Source material:
=====

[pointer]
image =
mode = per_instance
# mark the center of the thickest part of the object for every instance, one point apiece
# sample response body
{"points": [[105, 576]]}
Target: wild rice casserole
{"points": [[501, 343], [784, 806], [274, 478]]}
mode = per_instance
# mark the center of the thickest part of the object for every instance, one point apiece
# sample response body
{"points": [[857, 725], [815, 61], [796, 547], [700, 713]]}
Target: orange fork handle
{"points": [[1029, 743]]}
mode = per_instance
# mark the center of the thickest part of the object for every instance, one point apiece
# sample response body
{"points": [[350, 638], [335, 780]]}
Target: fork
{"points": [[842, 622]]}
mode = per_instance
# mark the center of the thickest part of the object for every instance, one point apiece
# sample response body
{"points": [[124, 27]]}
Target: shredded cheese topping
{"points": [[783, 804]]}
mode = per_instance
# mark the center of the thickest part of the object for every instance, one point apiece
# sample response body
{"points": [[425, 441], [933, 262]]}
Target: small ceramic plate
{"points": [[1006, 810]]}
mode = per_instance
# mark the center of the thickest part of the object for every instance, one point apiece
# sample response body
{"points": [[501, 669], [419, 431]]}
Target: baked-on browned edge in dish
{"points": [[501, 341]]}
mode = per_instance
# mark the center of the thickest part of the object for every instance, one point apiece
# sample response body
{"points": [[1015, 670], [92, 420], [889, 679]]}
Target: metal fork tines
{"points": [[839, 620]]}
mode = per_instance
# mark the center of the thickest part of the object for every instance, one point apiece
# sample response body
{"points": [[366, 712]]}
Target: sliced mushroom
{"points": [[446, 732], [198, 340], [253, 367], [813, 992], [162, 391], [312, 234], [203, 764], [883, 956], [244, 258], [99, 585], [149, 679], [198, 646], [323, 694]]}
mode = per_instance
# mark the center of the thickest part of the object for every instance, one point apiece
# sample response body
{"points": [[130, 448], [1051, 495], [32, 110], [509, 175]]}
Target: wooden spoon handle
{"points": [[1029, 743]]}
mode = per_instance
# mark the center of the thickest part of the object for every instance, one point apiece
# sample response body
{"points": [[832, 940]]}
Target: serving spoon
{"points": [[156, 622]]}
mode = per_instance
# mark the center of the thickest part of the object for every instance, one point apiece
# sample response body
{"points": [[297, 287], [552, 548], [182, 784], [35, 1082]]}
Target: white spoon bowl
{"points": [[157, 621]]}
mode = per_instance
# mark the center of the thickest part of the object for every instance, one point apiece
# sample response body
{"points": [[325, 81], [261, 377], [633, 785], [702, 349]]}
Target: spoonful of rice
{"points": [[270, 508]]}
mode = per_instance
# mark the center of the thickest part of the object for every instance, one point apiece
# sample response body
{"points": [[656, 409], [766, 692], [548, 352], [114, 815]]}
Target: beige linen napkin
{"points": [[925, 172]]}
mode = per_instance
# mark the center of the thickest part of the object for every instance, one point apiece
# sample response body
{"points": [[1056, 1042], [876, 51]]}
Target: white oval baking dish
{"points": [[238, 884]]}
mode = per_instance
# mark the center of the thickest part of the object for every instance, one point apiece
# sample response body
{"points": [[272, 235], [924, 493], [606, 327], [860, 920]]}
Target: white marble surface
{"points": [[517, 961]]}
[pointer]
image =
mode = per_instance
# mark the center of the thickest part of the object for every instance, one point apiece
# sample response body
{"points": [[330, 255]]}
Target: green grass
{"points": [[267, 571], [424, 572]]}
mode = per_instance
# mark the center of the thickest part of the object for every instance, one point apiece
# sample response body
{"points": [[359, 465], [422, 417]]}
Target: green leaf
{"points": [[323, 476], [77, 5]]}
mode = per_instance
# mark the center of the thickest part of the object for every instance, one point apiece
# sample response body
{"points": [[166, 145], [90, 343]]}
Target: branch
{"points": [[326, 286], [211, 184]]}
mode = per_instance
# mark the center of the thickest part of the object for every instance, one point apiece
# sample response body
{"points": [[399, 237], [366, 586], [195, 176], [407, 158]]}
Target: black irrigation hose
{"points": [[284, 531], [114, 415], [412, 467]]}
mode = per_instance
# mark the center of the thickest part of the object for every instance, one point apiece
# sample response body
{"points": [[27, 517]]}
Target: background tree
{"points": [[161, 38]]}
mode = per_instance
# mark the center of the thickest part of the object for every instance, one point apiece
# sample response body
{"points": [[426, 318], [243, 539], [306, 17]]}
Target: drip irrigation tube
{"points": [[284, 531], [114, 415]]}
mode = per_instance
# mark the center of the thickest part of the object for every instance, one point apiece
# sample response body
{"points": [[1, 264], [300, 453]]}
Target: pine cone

=====

Exactly as given, please retype all the entries.

Result:
[pointer]
image =
mode = per_instance
# mark the center of the thickest part of the object for every instance, one point apiece
# sample response body
{"points": [[105, 576]]}
Target: wild rice casserole
{"points": [[501, 343], [784, 806], [274, 478]]}
mode = per_instance
# mark the center of the thickest part of the object for every instance, one point apiece
# sample response body
{"points": [[857, 725], [815, 61], [796, 547], [700, 713]]}
Target: orange fork handle
{"points": [[1029, 743]]}
mode = per_instance
# mark the center of the thickest part of the object for every instance, one point apiece
# sample response body
{"points": [[350, 638], [335, 780]]}
Target: fork
{"points": [[842, 622]]}
mode = per_instance
# mark the center of the thickest part of the object for every instance, one point apiece
# sample response body
{"points": [[124, 27]]}
Target: shredded cheese topping
{"points": [[783, 804]]}
mode = per_instance
# mark the center of the thickest part of the object for every instance, one point apiece
# sample response body
{"points": [[425, 441], [933, 262]]}
Target: small ceramic plate
{"points": [[1006, 810]]}
mode = per_instance
# mark the center of the thickest part of the object for every instance, one point apiece
# sample response body
{"points": [[501, 669], [419, 431]]}
Target: baked-on browned edge in dish
{"points": [[501, 341]]}
mode = per_instance
# mark the center of the thickest part of the object for every instance, one point apiece
# sample response body
{"points": [[1015, 670], [92, 420], [889, 679]]}
Target: metal fork tines
{"points": [[839, 620]]}
mode = per_instance
# mark the center of the thickest part of the object for every instance, one point apiece
# sample response body
{"points": [[366, 712]]}
Target: sliced mushroom
{"points": [[446, 732], [198, 340], [253, 367], [813, 992], [162, 391], [312, 234], [203, 764], [883, 956], [244, 258], [99, 585], [149, 679], [198, 646], [323, 694]]}
mode = per_instance
# mark the center of the thickest part of the object for every instance, one point apiece
# sample response body
{"points": [[130, 448], [1051, 495], [32, 110], [509, 175]]}
Target: wooden spoon handle
{"points": [[1029, 743]]}
mode = per_instance
# mark the center of the thickest part of the object for every instance, one point apiece
# sample response body
{"points": [[832, 940]]}
Target: serving spoon
{"points": [[156, 622]]}
mode = per_instance
# mark the center of the thickest part of the object for every instance, one point apiece
# sample response body
{"points": [[297, 287], [552, 548], [182, 784], [35, 1082]]}
Target: white spoon bowl
{"points": [[157, 621]]}
mode = per_instance
# mark the center of the thickest part of the object for every instance, one point apiece
# sample response body
{"points": [[325, 81], [261, 377], [633, 785], [702, 349]]}
Target: spoonful of rice
{"points": [[270, 508]]}
mode = per_instance
# mark the center of the thickest part of the object for every instance, one point apiece
# sample response body
{"points": [[656, 409], [766, 692], [548, 352], [114, 815]]}
Target: beige linen napkin
{"points": [[925, 172]]}
mode = per_instance
# mark the center of the thickest part of the object for every instance, one point apiece
# sample response body
{"points": [[1056, 1042], [876, 51]]}
Target: white oval baking dish
{"points": [[238, 884]]}
mode = per_instance
# mark the center of the thickest part of the object for every instance, one point apiece
# sample response body
{"points": [[272, 235], [924, 493], [606, 327], [860, 920]]}
Target: white marble surface
{"points": [[517, 961]]}
[pointer]
image =
mode = per_instance
# mark the center of the thickest part of the object for every instance, one point apiece
# sample response body
{"points": [[330, 255]]}
Target: green grass
{"points": [[267, 571], [424, 572]]}
mode = per_instance
# mark the center of the thickest part of the object for every instance, one point apiece
# sample response body
{"points": [[359, 465], [422, 417]]}
Target: green leaf
{"points": [[323, 476], [77, 5]]}
mode = per_instance
# mark the center of the thickest part of the object for every instance, one point apiece
# sample response body
{"points": [[166, 145], [90, 343]]}
Target: branch
{"points": [[326, 286], [211, 184]]}
mode = per_instance
# mark the center of the thickest part of the object for every instance, one point apiece
# sample response body
{"points": [[399, 237], [366, 586], [195, 176], [407, 158]]}
Target: black irrigation hose
{"points": [[284, 531], [114, 415], [412, 467]]}
mode = per_instance
# mark the center of the thickest part of the object for every instance, one point apiece
# sample response body
{"points": [[27, 517]]}
Target: background tree
{"points": [[161, 38]]}
mode = per_instance
# mark the center of the thickest part of the object for every instance, one point apiece
# sample response body
{"points": [[426, 318], [243, 539], [306, 17]]}
Target: drip irrigation tube
{"points": [[284, 531], [114, 415]]}
mode = per_instance
# mark the center of the thickest part of the object for every instance, one point apiece
# sample response body
{"points": [[1, 264], [300, 453]]}
Target: pine cone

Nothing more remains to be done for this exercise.